What to work on: From the listing below, extract every line containing "frame".

The input:
⁂
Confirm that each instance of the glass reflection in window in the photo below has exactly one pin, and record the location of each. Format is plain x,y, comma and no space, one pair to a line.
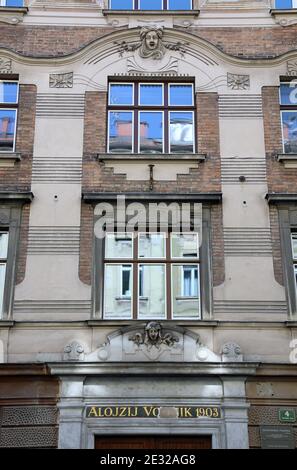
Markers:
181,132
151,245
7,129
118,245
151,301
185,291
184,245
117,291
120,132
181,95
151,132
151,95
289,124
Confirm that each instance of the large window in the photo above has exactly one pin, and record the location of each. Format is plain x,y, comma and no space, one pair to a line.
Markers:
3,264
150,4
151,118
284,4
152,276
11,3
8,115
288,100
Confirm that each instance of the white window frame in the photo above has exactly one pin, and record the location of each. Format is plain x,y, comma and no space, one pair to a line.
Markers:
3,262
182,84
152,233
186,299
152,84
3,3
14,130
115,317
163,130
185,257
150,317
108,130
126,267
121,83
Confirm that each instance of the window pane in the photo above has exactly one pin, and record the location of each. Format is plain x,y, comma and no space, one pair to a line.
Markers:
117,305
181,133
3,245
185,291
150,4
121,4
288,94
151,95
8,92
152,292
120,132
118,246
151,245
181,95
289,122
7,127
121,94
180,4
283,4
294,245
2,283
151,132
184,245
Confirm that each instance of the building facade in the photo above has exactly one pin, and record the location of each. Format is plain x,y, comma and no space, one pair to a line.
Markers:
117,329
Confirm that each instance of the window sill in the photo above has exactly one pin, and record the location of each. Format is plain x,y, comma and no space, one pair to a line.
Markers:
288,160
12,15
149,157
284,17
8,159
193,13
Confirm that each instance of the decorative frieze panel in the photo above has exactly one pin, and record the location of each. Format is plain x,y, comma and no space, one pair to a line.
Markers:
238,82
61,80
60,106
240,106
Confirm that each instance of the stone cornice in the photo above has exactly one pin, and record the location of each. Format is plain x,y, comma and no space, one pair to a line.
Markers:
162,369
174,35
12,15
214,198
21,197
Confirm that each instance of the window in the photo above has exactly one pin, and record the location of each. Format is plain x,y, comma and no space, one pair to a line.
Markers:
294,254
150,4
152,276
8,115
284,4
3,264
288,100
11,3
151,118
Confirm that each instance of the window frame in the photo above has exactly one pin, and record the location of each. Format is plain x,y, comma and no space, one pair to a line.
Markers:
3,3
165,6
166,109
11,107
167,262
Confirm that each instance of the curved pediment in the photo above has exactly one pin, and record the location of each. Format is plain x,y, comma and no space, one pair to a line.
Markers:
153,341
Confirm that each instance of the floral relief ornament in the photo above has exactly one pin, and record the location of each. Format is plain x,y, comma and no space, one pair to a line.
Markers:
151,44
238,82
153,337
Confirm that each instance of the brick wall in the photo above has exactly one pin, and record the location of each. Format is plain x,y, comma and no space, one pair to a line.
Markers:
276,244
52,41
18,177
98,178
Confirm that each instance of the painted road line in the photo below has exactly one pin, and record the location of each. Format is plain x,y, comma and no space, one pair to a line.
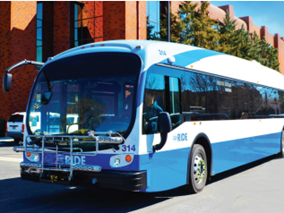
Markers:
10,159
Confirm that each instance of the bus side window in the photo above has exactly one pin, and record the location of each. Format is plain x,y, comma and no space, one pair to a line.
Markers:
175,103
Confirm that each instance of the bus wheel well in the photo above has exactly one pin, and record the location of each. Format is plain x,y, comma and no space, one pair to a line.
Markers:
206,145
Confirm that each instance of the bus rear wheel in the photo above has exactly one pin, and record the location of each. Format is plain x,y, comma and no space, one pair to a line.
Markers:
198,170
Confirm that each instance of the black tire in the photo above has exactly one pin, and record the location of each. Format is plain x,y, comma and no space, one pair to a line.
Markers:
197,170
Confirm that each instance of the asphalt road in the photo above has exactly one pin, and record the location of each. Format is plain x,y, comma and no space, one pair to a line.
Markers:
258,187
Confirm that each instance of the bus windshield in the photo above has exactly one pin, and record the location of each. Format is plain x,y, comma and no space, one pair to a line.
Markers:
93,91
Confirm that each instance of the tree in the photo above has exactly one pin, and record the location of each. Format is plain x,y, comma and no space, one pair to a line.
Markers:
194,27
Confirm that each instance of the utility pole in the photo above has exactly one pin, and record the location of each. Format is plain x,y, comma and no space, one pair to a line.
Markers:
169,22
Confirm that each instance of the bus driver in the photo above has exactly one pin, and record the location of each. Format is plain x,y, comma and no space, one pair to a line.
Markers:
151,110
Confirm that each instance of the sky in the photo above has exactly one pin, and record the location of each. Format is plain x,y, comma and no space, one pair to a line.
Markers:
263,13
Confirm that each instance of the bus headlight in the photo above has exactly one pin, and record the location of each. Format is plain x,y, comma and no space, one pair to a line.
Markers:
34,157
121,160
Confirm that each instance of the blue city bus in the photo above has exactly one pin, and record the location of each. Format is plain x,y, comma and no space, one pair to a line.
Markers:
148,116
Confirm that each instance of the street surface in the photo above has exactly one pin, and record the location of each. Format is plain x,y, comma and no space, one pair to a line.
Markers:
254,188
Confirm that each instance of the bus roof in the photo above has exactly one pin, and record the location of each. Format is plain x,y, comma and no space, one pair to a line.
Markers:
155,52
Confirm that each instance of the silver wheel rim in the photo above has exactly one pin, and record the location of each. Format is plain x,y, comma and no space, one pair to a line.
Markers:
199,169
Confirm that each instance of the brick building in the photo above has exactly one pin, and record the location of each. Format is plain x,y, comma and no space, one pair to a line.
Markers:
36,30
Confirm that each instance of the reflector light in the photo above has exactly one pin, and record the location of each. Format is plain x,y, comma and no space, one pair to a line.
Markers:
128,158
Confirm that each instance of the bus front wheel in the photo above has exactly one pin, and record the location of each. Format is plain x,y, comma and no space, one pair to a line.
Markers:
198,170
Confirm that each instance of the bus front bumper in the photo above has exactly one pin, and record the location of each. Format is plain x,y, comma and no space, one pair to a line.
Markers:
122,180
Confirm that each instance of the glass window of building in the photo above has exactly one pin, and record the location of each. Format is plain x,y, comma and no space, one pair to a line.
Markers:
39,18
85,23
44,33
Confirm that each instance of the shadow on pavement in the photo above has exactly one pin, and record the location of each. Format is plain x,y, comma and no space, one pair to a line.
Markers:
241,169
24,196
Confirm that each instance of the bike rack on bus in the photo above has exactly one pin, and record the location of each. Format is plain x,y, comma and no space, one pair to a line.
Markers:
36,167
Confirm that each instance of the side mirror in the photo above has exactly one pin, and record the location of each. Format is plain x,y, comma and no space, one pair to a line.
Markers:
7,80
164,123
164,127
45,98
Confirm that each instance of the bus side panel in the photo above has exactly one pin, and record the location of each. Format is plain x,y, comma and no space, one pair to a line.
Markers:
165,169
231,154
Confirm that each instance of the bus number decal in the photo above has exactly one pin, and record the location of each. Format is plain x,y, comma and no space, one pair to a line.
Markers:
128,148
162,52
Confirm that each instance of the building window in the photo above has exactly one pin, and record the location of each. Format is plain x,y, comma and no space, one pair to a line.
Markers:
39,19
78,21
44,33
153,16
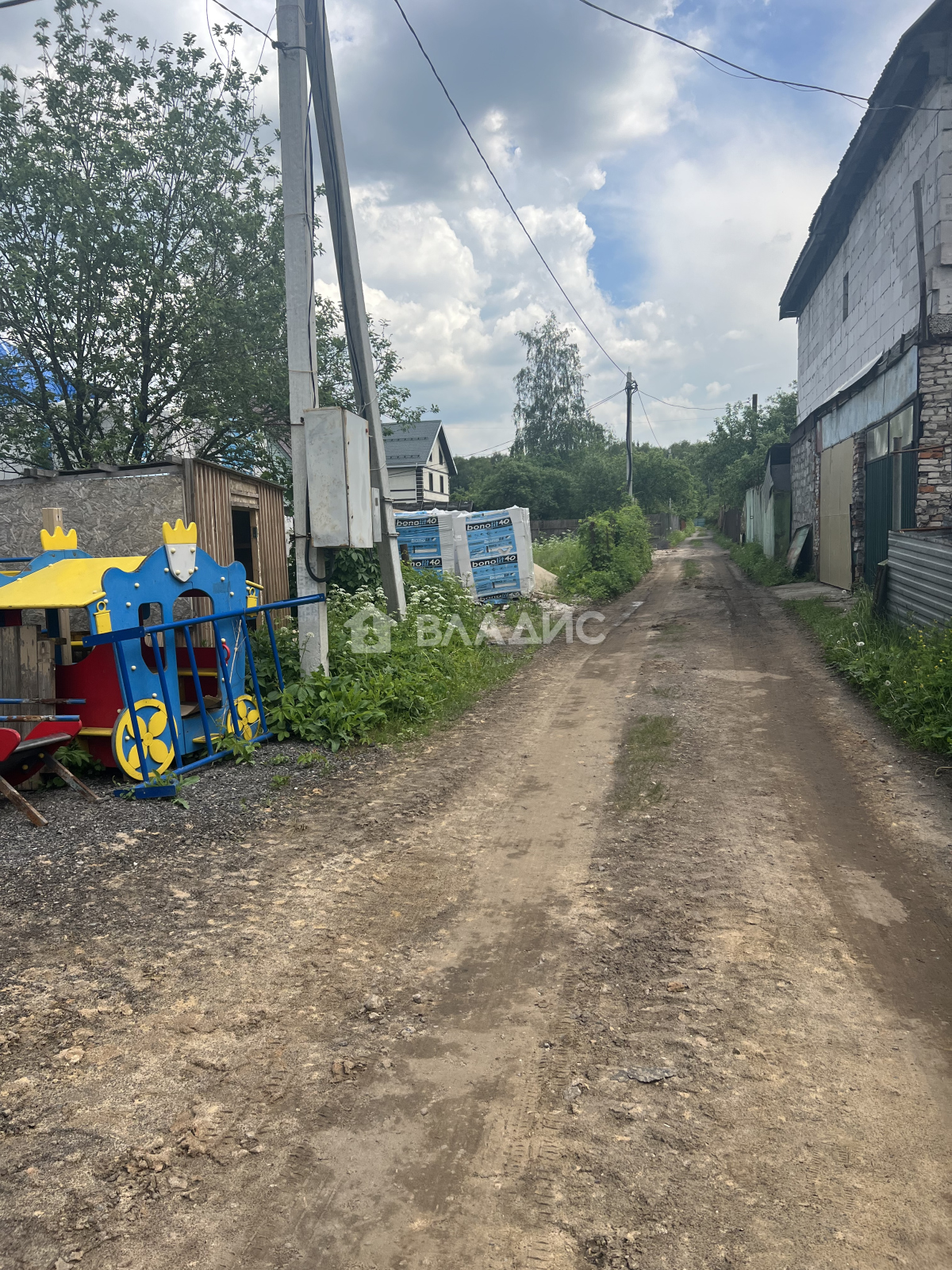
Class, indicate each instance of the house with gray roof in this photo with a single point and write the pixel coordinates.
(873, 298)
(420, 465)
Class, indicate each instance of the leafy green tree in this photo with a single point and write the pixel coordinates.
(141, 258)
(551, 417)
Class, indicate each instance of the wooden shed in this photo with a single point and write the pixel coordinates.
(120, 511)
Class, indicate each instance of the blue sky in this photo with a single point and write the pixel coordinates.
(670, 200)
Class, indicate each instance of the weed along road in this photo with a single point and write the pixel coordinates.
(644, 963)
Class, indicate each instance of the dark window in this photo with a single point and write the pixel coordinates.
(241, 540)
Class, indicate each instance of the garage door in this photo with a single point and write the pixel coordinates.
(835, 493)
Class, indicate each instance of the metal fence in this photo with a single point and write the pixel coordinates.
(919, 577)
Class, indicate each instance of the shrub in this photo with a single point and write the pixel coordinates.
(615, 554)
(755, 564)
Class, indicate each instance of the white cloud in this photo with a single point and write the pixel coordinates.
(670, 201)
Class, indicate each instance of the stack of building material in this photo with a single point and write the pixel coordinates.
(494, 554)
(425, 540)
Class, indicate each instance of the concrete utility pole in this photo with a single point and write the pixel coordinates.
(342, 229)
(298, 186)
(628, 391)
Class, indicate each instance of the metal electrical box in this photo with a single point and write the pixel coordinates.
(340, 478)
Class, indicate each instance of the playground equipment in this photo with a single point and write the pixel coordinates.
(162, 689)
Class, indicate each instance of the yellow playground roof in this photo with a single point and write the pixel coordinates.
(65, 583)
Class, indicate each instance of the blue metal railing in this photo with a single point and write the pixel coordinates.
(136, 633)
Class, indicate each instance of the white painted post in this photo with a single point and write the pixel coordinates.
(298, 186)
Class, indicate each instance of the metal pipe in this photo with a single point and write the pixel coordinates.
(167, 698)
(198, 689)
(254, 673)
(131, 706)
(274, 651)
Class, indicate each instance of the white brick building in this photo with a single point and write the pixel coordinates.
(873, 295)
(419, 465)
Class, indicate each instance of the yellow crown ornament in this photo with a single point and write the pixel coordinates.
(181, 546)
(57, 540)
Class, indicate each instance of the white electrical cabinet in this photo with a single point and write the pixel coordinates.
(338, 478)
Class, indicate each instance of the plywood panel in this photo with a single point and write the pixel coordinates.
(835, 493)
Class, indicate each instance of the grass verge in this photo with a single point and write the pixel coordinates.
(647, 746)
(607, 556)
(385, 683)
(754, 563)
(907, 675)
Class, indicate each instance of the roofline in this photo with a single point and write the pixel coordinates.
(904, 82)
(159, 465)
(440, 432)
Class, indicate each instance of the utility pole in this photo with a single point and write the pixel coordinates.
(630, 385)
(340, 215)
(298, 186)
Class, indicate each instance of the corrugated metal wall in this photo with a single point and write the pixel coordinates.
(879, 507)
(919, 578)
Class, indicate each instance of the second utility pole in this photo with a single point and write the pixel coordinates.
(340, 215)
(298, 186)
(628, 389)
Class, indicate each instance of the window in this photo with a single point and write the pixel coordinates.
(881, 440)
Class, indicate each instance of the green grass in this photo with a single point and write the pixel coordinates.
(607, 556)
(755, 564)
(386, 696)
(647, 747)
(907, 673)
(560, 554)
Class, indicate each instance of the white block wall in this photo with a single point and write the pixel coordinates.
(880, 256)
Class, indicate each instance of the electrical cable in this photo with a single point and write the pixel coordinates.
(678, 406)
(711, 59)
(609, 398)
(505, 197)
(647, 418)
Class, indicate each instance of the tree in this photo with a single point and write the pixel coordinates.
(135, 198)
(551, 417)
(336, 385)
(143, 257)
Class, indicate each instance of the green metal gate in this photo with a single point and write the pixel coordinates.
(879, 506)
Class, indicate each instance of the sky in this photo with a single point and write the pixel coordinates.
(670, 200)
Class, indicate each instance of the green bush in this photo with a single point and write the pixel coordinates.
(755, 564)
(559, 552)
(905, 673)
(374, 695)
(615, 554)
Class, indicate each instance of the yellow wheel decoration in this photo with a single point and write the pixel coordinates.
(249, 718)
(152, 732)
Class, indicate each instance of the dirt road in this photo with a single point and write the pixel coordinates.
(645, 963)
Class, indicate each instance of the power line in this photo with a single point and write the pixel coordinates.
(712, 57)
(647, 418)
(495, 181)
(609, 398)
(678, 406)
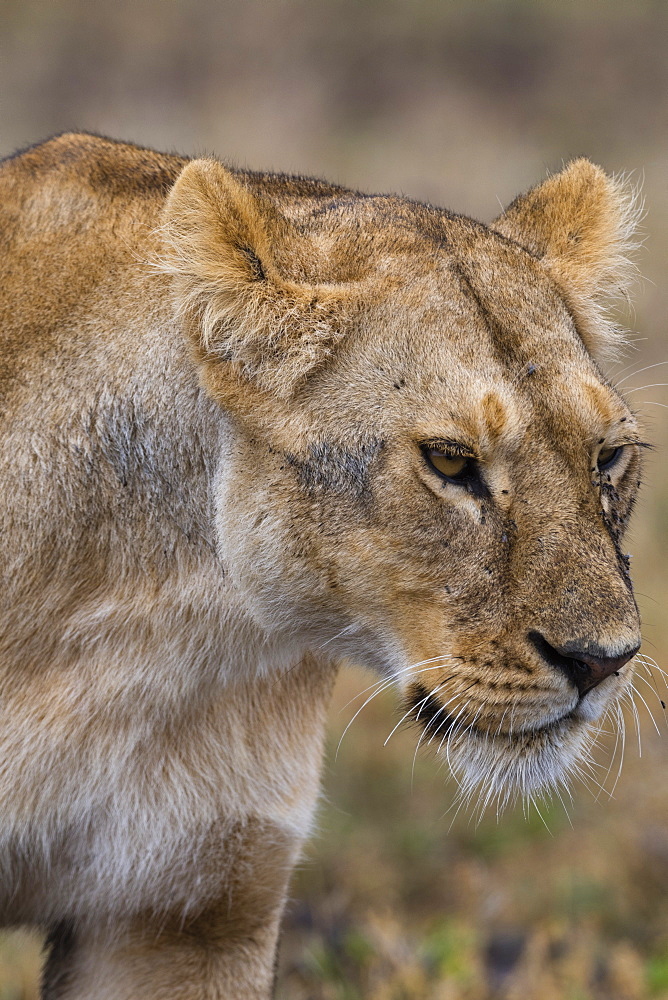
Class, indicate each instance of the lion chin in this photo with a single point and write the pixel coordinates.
⁂
Answer to this problem:
Confirm that each instance of the white window frame in the photo above has exactly one pin, and record the location of each. Format is plain x,y, comma and no space, one pair to a line.
Confirm that each instance of the window frame in the photo above has exactly one pin, and record the location of each. Format is plain x,y, comma and no space, one pair to a line.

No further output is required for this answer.